__What you are asked to do__
Reproduce only the lines that run from the line with "[point] window (one" to the last line of the material, both ends included, exactly as they appear.

__Supplied information__

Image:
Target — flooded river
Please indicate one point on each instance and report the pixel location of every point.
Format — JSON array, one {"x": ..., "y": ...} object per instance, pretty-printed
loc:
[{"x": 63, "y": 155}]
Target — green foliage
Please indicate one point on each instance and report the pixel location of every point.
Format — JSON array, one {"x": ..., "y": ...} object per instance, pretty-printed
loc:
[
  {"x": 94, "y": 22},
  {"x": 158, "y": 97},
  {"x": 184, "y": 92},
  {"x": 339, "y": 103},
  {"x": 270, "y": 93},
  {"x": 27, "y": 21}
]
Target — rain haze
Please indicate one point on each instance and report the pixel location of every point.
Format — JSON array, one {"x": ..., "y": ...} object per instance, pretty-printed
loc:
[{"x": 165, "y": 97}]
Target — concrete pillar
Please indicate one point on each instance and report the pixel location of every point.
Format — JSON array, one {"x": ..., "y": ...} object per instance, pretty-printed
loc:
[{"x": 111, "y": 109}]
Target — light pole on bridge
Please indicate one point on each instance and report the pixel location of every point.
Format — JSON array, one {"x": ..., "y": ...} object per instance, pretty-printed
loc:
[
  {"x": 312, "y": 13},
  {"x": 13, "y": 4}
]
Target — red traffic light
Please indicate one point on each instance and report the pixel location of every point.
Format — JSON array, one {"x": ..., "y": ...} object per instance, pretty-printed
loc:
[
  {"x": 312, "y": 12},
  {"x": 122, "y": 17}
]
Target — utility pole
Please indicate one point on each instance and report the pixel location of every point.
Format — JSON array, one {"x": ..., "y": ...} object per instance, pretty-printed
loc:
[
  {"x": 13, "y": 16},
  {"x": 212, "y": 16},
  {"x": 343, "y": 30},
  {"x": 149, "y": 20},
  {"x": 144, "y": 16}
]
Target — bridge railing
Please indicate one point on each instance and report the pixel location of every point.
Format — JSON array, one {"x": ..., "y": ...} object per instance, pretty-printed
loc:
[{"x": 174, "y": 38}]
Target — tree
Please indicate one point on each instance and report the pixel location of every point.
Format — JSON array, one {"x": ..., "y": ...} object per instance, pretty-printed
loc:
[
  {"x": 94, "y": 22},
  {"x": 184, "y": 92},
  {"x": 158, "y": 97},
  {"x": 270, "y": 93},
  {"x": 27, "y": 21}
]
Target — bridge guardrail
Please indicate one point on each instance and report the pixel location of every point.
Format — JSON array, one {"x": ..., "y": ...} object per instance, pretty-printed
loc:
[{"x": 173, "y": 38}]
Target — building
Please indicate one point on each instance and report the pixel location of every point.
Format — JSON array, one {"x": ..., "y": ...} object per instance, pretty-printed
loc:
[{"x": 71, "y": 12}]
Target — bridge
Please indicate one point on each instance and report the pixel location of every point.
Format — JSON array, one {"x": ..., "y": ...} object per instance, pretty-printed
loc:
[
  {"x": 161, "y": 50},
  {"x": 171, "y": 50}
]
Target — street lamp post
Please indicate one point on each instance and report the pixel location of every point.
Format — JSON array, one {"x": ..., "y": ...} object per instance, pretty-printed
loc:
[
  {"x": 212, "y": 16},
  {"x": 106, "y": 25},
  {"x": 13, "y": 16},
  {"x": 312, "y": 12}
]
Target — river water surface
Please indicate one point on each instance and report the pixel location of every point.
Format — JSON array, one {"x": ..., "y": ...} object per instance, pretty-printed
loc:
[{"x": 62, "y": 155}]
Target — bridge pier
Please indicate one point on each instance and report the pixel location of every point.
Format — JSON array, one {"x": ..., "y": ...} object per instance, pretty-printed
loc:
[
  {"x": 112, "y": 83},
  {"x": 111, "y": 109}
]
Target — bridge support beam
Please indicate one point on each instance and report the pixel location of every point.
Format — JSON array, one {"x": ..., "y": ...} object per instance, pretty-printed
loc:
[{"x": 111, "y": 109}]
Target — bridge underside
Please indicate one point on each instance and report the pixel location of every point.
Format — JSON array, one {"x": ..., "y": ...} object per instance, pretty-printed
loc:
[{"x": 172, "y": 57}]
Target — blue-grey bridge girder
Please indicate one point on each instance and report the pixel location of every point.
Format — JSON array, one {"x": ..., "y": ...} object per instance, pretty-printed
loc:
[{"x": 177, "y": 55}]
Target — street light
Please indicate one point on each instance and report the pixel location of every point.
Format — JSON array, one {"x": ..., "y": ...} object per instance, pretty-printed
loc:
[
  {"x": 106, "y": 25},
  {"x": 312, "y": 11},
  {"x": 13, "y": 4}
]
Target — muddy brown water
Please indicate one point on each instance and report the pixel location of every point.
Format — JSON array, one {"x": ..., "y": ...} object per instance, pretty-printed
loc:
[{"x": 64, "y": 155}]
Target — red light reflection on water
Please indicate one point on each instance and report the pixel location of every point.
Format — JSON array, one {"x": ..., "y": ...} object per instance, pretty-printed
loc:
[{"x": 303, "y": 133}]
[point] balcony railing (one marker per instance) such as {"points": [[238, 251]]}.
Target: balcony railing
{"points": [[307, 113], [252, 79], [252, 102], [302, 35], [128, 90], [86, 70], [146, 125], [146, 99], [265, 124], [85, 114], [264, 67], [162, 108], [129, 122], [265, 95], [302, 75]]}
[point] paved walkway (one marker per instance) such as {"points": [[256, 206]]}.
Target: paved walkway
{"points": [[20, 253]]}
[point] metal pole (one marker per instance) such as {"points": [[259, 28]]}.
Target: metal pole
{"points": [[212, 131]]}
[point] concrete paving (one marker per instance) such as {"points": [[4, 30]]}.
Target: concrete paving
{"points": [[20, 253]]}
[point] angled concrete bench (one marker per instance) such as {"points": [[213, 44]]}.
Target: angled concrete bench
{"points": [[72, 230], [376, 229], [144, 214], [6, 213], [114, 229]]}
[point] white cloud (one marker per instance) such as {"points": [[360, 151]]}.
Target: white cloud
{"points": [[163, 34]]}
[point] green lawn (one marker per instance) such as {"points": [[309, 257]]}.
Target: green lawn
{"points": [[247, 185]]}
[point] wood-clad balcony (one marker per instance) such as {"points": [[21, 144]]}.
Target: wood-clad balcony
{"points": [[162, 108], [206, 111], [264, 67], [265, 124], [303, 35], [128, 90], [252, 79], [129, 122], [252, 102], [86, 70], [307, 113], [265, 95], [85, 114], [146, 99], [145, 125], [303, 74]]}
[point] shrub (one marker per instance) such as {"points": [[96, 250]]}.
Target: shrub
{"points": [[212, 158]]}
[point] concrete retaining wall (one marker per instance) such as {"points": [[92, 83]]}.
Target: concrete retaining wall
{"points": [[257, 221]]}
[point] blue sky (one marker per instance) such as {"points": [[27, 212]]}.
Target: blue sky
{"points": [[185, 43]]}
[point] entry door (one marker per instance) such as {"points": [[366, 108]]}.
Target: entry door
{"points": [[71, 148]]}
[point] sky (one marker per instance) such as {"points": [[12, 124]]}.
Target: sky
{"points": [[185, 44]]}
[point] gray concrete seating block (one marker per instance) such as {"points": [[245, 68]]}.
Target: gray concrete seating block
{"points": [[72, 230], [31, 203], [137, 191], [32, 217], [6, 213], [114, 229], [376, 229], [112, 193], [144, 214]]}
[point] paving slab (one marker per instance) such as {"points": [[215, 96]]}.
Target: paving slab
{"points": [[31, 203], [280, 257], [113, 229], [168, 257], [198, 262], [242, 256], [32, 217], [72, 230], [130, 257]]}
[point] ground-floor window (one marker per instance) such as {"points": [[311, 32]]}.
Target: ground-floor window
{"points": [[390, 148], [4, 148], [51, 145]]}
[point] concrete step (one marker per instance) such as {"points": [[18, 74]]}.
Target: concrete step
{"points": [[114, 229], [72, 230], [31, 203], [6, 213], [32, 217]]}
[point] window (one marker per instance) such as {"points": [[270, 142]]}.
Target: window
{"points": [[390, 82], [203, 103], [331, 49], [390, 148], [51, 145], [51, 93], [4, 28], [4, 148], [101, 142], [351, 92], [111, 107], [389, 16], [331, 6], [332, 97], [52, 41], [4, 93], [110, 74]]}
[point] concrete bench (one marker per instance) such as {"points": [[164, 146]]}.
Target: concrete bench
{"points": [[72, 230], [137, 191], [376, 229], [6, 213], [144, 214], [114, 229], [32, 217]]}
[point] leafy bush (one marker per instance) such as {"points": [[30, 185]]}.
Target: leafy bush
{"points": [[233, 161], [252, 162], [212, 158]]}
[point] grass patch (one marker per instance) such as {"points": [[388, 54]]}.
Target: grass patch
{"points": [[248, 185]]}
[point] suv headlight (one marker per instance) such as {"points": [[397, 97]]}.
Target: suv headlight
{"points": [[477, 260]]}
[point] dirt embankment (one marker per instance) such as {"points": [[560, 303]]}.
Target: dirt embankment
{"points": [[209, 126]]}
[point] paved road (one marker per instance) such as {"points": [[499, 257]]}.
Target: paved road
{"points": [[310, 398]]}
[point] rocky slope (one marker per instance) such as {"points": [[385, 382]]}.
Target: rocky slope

__Reply__
[point] window (one marker per instance) such as {"points": [[270, 142]]}.
Target: window
{"points": [[390, 82], [203, 103], [331, 49], [390, 148], [51, 145], [51, 93], [4, 28], [4, 148], [101, 142], [351, 92], [111, 107], [389, 16], [331, 6], [332, 97], [52, 41], [4, 93], [110, 74]]}
[point] concrete bench (one marker per instance) such as {"points": [[164, 146]]}.
Target: concrete bench
{"points": [[72, 230], [137, 191], [376, 229], [6, 213], [144, 214], [114, 229], [32, 217]]}
[point] leafy bush (one marker per instance) such as {"points": [[30, 185]]}.
Target: leafy bush
{"points": [[233, 161], [252, 162], [212, 158]]}
[point] grass patch (one marker per instance) such as {"points": [[388, 54]]}.
Target: grass patch
{"points": [[248, 185]]}
[point] suv headlight (one marker per instance) such as {"points": [[397, 97]]}.
Target: suv headlight
{"points": [[477, 260]]}
[point] dirt embankment (one marker per instance) such as {"points": [[560, 303]]}.
Target: dirt embankment
{"points": [[209, 126]]}
[point] paved road (one marker per instance) such as {"points": [[499, 257]]}.
Target: paved road
{"points": [[310, 398]]}
[point] rocky slope (one marker per instance) such as {"points": [[385, 382]]}.
Target: rocky slope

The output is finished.